What is being asked:
Reproduce the material between the line containing "Can you see the black" and the line containing "column 11, row 405", inclusive.

Dataset records about object locations:
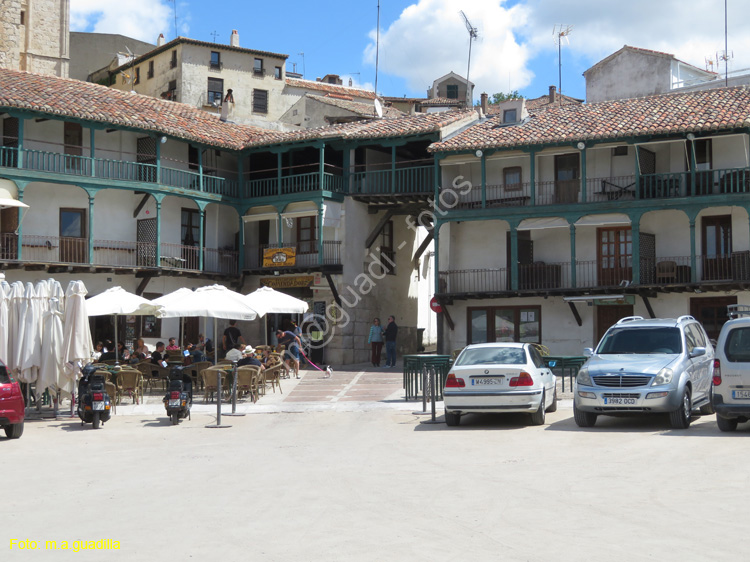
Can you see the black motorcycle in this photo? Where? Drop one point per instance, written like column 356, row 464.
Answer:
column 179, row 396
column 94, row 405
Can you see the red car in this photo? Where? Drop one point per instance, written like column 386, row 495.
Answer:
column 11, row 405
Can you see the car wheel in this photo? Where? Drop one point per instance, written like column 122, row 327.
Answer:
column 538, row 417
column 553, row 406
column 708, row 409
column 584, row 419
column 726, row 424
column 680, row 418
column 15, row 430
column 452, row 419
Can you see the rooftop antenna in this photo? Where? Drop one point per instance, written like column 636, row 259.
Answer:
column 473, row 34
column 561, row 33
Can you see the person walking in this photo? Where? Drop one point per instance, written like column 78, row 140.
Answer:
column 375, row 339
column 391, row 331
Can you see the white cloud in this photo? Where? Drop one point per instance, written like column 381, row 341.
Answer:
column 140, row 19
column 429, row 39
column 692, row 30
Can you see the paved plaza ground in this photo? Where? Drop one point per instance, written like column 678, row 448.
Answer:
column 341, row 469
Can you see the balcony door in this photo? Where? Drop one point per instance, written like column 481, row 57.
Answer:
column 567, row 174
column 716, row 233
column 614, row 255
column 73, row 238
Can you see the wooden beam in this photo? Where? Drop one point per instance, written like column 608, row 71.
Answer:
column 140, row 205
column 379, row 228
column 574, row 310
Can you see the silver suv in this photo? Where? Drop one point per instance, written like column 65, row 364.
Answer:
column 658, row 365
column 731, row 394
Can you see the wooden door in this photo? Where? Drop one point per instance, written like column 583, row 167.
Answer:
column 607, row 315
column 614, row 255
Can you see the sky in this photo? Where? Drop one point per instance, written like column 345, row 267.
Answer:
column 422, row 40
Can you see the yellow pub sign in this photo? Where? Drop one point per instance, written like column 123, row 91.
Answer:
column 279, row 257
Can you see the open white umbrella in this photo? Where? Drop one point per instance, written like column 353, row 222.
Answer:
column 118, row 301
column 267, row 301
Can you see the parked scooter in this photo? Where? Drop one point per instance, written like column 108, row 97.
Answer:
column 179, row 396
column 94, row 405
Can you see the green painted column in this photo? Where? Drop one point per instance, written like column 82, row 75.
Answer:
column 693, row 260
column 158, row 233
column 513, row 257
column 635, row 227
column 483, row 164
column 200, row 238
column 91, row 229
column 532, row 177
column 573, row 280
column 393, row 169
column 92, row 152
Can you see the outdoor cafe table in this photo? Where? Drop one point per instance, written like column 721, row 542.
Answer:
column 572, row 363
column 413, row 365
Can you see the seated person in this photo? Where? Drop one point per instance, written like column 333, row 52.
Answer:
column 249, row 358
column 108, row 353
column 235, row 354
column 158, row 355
...
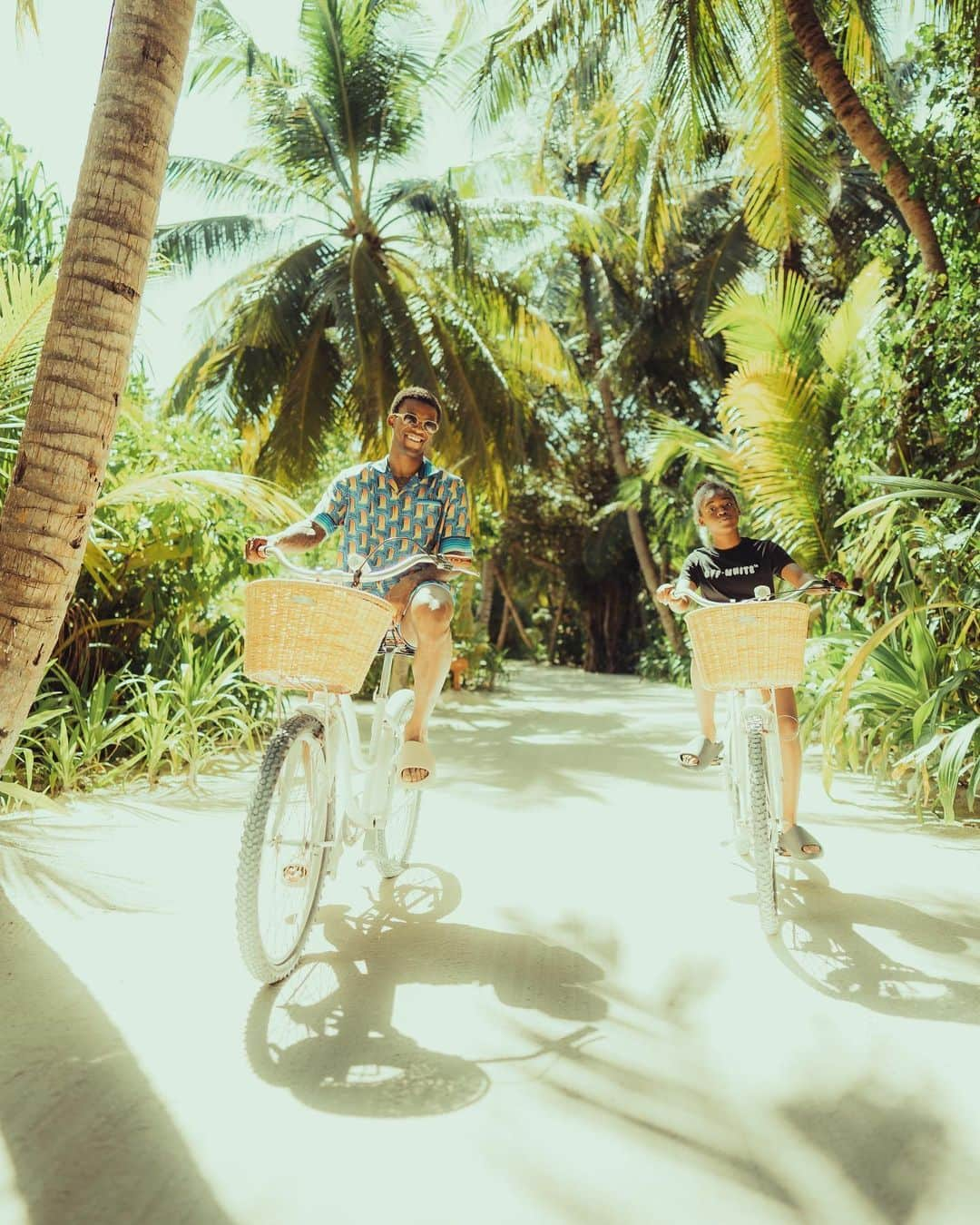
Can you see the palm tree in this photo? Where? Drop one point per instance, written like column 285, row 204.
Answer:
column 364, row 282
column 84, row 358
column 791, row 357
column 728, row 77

Answer to this task:
Can you see the black motorcycle in this photo? Where? Drop one point per instance, written like column 356, row 464.
Answer:
column 179, row 396
column 94, row 405
Can you see the red car in this photo? Where? Drop one point per instance, written like column 386, row 495.
Answer:
column 11, row 405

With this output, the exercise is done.